Directions for this task: Pull out every line of the listing below that contains the word "pink", and copy those lines in the order they appear.

§ §

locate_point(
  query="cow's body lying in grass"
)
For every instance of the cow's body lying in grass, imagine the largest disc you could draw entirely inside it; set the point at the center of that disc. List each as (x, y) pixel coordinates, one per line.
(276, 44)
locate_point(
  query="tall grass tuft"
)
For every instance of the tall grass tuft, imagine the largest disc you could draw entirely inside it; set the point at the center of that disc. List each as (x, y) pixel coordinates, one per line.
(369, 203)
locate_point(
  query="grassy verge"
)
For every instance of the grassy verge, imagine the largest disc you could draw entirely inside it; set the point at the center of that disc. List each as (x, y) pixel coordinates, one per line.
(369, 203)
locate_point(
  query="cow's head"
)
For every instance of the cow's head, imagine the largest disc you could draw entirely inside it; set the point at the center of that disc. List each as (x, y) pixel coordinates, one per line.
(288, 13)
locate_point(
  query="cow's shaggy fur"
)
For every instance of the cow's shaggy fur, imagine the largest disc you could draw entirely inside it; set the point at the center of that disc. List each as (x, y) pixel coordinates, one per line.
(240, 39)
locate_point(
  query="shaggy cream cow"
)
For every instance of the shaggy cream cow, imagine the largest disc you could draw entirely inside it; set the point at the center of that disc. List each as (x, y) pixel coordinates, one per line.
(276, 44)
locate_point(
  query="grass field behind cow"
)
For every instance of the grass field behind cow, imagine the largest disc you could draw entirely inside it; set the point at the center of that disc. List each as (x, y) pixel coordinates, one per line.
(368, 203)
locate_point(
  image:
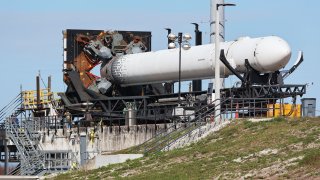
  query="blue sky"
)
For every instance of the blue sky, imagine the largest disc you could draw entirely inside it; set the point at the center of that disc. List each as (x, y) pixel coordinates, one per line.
(31, 32)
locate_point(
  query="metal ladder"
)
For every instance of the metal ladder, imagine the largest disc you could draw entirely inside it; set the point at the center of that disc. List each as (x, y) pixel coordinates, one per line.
(31, 154)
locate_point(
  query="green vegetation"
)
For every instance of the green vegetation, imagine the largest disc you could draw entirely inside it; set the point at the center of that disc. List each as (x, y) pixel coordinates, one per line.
(278, 149)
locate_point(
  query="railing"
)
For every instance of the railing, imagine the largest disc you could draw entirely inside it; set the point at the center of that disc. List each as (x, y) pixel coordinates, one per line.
(230, 108)
(162, 139)
(22, 135)
(11, 109)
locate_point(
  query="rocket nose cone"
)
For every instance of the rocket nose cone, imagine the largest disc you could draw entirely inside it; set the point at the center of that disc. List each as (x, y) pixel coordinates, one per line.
(272, 54)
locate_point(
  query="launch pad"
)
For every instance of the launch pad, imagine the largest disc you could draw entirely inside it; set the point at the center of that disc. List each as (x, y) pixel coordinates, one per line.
(132, 101)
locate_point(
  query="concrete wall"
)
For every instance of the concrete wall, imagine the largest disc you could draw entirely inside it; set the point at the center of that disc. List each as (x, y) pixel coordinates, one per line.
(105, 140)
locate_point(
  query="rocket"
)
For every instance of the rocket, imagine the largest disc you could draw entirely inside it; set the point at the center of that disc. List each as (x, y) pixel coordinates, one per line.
(264, 54)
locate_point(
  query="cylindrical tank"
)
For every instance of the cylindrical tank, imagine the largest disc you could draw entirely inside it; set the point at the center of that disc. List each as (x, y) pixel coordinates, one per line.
(266, 54)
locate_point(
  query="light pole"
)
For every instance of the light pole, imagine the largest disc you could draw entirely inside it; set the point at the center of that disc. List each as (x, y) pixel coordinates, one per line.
(217, 83)
(183, 41)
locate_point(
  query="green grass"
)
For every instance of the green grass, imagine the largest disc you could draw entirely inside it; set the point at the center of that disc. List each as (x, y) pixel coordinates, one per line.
(294, 145)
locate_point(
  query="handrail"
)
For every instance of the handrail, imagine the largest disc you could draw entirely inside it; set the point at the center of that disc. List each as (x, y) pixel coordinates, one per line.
(166, 137)
(11, 108)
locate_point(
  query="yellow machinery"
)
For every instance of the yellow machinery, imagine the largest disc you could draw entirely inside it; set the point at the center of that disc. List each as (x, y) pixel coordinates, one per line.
(289, 110)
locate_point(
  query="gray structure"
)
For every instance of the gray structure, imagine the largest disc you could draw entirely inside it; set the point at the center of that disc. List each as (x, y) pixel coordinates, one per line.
(308, 107)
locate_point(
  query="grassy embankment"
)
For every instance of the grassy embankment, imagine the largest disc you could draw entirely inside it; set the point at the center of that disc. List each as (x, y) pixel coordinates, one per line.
(279, 148)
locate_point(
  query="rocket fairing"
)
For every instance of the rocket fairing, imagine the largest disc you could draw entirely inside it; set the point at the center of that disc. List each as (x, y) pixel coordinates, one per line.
(265, 54)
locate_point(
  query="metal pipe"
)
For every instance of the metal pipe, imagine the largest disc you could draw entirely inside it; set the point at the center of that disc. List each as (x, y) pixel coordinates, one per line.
(197, 84)
(38, 92)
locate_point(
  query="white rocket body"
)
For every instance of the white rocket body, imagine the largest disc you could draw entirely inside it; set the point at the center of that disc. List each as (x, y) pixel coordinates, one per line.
(266, 54)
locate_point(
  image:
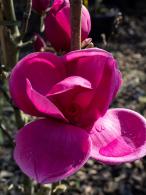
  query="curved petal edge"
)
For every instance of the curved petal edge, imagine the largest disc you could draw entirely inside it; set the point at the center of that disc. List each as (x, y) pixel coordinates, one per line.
(119, 136)
(49, 151)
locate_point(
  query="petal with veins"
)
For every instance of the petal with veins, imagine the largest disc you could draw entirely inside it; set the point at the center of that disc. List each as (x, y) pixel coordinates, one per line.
(119, 136)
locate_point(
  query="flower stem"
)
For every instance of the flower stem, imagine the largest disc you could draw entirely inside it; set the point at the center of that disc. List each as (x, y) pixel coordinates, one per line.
(75, 6)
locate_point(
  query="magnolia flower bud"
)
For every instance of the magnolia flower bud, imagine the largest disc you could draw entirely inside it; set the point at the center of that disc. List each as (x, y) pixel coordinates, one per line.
(58, 27)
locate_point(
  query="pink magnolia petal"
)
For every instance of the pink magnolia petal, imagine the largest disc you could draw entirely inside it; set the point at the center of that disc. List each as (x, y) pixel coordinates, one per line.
(42, 103)
(43, 70)
(39, 43)
(49, 151)
(100, 68)
(119, 136)
(72, 96)
(68, 84)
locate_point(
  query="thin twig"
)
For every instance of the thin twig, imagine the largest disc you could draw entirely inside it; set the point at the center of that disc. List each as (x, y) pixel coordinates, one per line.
(26, 17)
(2, 127)
(19, 121)
(75, 6)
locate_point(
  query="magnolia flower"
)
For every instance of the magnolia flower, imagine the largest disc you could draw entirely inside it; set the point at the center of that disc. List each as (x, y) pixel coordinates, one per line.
(40, 5)
(72, 94)
(57, 25)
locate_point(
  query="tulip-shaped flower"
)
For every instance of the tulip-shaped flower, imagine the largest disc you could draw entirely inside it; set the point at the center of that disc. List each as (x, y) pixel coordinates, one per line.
(58, 27)
(40, 5)
(72, 94)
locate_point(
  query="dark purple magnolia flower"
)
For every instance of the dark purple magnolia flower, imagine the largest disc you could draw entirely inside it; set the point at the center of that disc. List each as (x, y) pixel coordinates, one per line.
(72, 94)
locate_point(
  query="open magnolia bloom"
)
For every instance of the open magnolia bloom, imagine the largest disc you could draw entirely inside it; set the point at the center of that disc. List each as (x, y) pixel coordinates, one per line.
(72, 94)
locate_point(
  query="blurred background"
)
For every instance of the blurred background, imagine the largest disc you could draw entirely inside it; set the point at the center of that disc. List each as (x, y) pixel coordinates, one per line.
(118, 26)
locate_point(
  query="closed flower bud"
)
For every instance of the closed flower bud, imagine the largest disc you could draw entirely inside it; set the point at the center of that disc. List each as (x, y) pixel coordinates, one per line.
(58, 27)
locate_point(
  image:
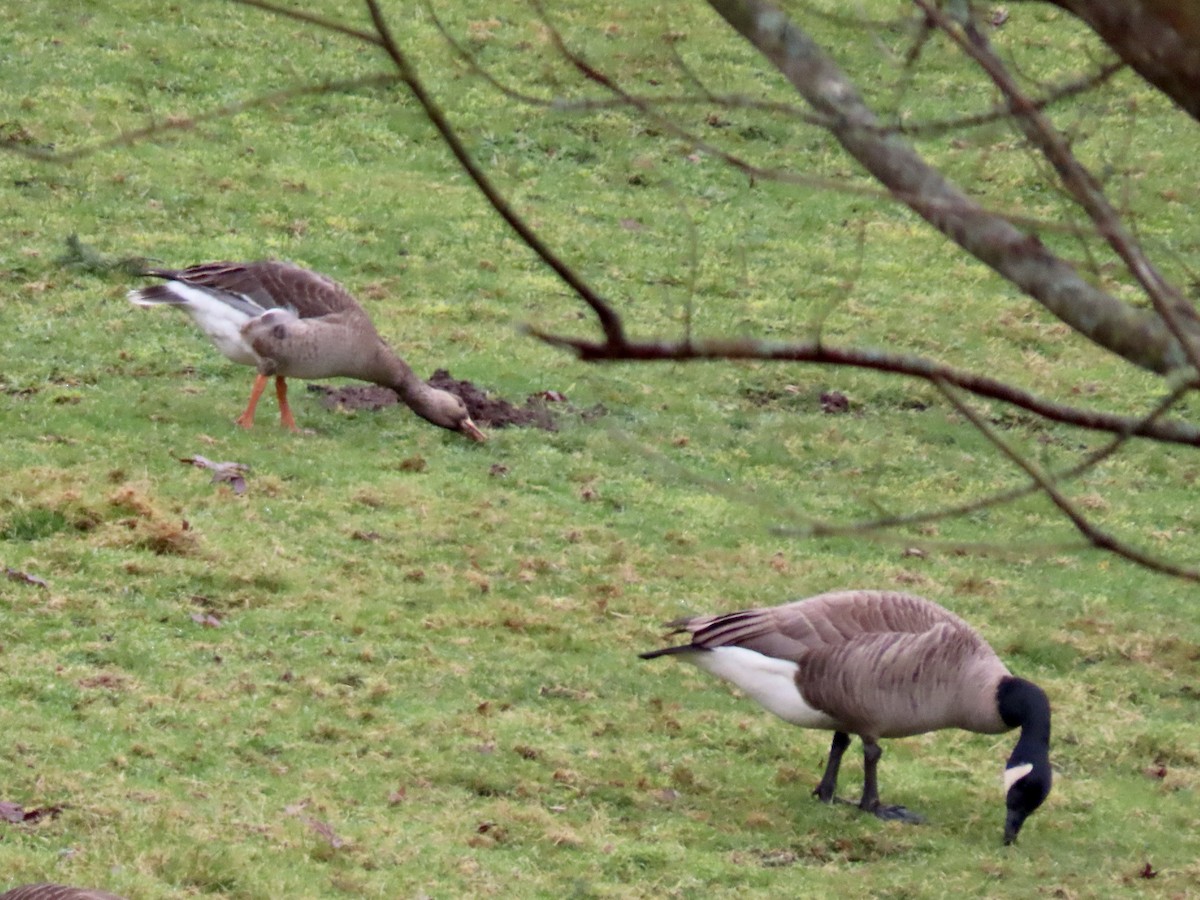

§ §

Finished answer:
  query="pink magnolia petal"
For every instance of the pink magnolia petal, imagine the largest disc you could draw entirely inside it; set the point at the center of that disc. List each as (x, y) pixel coordinates, one per line.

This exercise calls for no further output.